▸ JOB: Only the lines from the line holding "Would you mind pinning the long" to the last line should be output, each exactly as given.

─── MATERIAL TO PROCESS

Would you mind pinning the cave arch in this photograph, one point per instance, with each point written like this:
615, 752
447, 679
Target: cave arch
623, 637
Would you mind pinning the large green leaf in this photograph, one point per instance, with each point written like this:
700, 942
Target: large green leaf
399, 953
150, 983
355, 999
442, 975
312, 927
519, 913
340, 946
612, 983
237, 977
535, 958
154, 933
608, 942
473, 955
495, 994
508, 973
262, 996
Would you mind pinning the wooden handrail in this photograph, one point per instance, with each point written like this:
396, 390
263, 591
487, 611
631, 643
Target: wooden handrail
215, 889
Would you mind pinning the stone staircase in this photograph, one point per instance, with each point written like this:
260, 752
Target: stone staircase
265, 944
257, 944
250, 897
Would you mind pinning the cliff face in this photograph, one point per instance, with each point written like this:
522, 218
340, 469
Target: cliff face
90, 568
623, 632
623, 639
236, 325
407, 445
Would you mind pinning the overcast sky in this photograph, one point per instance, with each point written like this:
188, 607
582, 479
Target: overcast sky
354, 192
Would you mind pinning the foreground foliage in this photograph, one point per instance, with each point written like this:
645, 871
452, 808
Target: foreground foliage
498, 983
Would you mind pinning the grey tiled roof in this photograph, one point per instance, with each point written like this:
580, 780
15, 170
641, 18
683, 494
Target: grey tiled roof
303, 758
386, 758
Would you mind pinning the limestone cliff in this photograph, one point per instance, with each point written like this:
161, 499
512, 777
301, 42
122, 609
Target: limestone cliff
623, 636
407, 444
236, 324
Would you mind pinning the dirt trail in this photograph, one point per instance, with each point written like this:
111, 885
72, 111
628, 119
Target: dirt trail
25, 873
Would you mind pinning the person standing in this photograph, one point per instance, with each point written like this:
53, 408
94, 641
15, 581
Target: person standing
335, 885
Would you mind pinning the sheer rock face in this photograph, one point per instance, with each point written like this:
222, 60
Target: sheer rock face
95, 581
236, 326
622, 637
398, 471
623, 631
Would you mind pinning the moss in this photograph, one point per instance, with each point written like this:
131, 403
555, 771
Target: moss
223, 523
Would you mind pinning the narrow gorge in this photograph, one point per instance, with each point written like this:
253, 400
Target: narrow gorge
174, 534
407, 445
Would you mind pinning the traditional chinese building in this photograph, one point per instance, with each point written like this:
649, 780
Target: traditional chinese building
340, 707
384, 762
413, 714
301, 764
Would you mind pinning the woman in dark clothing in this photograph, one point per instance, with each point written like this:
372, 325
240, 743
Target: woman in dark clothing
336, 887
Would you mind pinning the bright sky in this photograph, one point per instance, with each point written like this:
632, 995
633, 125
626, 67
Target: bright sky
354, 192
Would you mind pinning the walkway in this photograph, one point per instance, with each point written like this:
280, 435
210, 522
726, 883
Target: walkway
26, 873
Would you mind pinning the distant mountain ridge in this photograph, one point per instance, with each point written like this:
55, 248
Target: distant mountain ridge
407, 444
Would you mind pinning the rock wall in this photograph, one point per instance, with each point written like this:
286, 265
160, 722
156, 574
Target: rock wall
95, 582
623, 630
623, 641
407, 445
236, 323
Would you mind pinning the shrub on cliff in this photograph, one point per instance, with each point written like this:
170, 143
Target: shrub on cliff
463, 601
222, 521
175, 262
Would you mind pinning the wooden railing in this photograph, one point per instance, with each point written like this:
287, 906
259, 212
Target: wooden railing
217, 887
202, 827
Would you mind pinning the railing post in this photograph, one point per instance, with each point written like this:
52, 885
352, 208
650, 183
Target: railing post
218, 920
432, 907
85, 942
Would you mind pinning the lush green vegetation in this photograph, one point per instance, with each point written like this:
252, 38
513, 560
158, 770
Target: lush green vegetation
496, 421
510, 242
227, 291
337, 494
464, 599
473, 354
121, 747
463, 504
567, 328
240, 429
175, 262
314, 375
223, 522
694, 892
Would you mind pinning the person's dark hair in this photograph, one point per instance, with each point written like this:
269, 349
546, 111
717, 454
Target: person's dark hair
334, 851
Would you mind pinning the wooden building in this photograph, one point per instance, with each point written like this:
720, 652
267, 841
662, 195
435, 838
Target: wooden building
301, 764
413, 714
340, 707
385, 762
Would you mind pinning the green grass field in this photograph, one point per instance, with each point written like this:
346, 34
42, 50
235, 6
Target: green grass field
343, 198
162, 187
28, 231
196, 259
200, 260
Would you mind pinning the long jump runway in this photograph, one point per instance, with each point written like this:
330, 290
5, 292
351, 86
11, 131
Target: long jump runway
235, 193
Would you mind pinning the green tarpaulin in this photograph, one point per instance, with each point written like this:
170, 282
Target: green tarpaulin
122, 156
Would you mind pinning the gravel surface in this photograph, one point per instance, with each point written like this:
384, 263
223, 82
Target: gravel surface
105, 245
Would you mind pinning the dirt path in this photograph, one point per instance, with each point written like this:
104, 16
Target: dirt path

──────

▸ FINISHED TASK:
Would you mind pinning the long jump runway in this photograph, one point per instance, with each point written like this:
330, 290
5, 292
351, 86
11, 131
Target: long jump runway
235, 193
Would you mind pinning the green tarpaulin in this photograph, one point per instance, with each point written like this:
170, 282
Target: green tarpaulin
122, 156
Would you mind pinning the gravel surface in this photograph, one point per instance, with each point written like this:
384, 263
223, 82
Target: gravel surface
105, 245
Would you mind pinning the dirt path in this photograph, one point per instance, with each point written like this:
104, 16
Target: dirt path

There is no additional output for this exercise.